- Ballon d’or FIFA 2015
Le règne Messi-Cristiano Ronaldo peut-il s’arrêter ?
Ronaldo, Messi, Messi, Messi, Messi, Ronaldo, Ronaldo. Voilà, depuis sept ans, le palmarès du Ballon d’or. Un règne sans partage entre les deux meilleurs joueurs du monde, qui se défient chaque saison à grands coups de buts et de records explosés. Sneijder en 2010, Ribéry en 2013, Neuer en 2014 : tous ceux qui auraient mérité de soulever le trophée sont repartis bredouilles. Alors, pourquoi un tel règne ? Et surtout, quand est-ce que ces deux-là vont accepter de léguer leur couronne ? Analyse.
Sur la scène trône le globe doré, majestueux. Dans son écrin, pourtant, celui qui récompense le meilleur joueur du monde ne craint pas la surprise. Depuis 7 éditions, 8 dans quelques heures, le Ballon d’or n’a en effet été brandi que par deux paires de mains différentes : celles de Lionel Messi et de Cristiano Ronaldo. Un monopole de deux hommes sur un trophée qui déchaîne les passions : « Le Ballon d’or reste la récompense la plus prestigieuse qui existe dans le football. Les joueurs du monde entier seraient prêts à venir à pied jusqu’en Suisse pour le recevoir. C’est comme un Oscar pour les acteurs » , explique Paolo Condo, journaliste à la Sky Italia et votant depuis 2010. Une distinction ultime sur laquelle Messi et Cristiano Ronaldo ont fait main basse depuis des années en écrasant la concurrence. C’est simple, depuis 2008, les deux larrons squattent les deux premières places du podium, à l’unique exception de l’édition 2010, quand les deux milieux du Barça, Iniesta et Xavi, s’étaient alors glissés derrière l’Argentin. Un historique qui en dit long sur la domination sans partage des deux hommes et n’a donc plus qu’un seul intérêt : déterminer lequel de la Pulga ou de CR7 est le meilleur. Un débat qui agite les fans depuis près de 10 ans et a contribué à faire du Ballon d’or un objet de rivalité suprême entre les deux frères ennemis du football.

• Données:
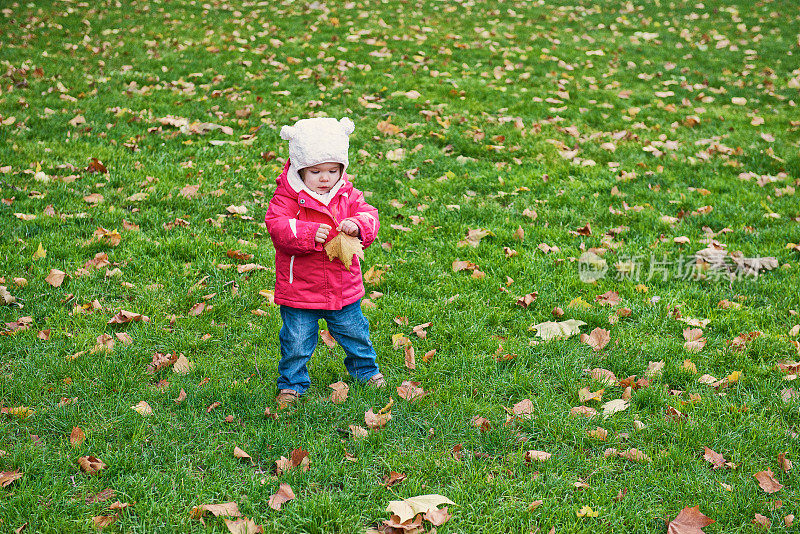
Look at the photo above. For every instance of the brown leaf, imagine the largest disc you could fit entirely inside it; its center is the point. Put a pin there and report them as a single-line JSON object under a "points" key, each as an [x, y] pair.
{"points": [[125, 316], [480, 422], [55, 278], [689, 521], [104, 495], [344, 247], [410, 391], [243, 526], [77, 437], [716, 459], [375, 421], [91, 465], [283, 495], [784, 462], [340, 391], [437, 516], [160, 361], [239, 453], [229, 509], [7, 477], [767, 481], [410, 361], [190, 191], [538, 456], [102, 521]]}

• Consigne 1:
Indiquez si chacune des affirmations suivantes concorde avec l’article sur le Ballon d’or, en répondant par oui ou par non et en citant mot pour mot le passage décisif. (a) Depuis 2008, Messi et Cristiano Ronaldo ont occupé les deux premières places du podium à chaque édition, sans exception. (b) Paolo Condo vote pour le Ballon d’or depuis 2010. (c) Ribéry a remporté le trophée en 2013.
• Consigne 2:
Résumez en quelques phrases le paragraphe de l’article sur le Ballon d’or qui commence par « Ronaldo, Messi, Messi », en conservant ses faits essentiels.
• Consigne 3:
Poursuivez l’article sur le Ballon d’or à partir de sa dernière phrase.

• Réponse 1:
(a) Non : « à l’unique exception de l’édition 2010, quand les deux milieux du Barça, Iniesta et Xavi, s’étaient alors glissés derrière l’Argentin »
(b) Oui : « journaliste à la Sky Italia et votant depuis 2010 »
(c) Non : « Sneijder en 2010, Ribéry en 2013, Neuer en 2014 : tous ceux qui auraient mérité de soulever le trophée sont repartis bredouilles »

• Réponse 2:
Depuis sept ans, le Ballon d’or revient uniquement à Ronaldo ou à Messi, dans cet ordre : Ronaldo, quatre fois Messi, puis deux fois Ronaldo. Ces deux meilleurs joueurs du monde se défient chaque saison à coups de buts et de records battus. Sneijder en 2010, Ribéry en 2013 et Neuer en 2014 auraient mérité le trophée, mais sont repartis sans lui. Le paragraphe annonce une analyse des raisons de ce règne et du moment où il pourrait prendre fin.

• Réponse 3:
Sneijder, le grand exclu de 2010
Si aucun challenger ne parvient à s’immiscer dans le duel, c’est que la classe d’écart, au moins statistique, avec leurs homologues est indéniable. Les records amassés les uns derrière les autres par Messi et Ronaldo suffisent à s’en convaincre. CR7 a dépassé la barre des 500 buts en carrière, fin septembre, quand Messi détient le record du nombre de buts inscrits sur une saison (73), ainsi que sur une année (96), devant des monstres comme Gerd Müller ou Pelé. Meilleurs buteurs de l’histoire respective du Real et du Barça, le Portugais et l’Argentin se tirent également la bourre en Ligue des champions, avec une petite longueur d’avance pour Ronaldo pour le moment (89 buts contre 80).
En résumé, ils sont seuls au monde. Un fait sur lequel acquiesce volontiers Demetrio Albertini, ancien international italien et membre de la commission football de la FIFA : « Aujourd’hui, Messi et Cristiano Ronaldo sont ceux qui démontrent le plus, année après année, qu’ils sont les meilleurs. Et ce n’est donc pas illogique que le Ballon d’or soit devenu un duel entre eux deux. Sincèrement, ce sont les deux meilleurs joueurs de cette époque. C’est juste incontestable. » D’autant que les critères de vote ne laissent désormais plus de place aux autres concurrents.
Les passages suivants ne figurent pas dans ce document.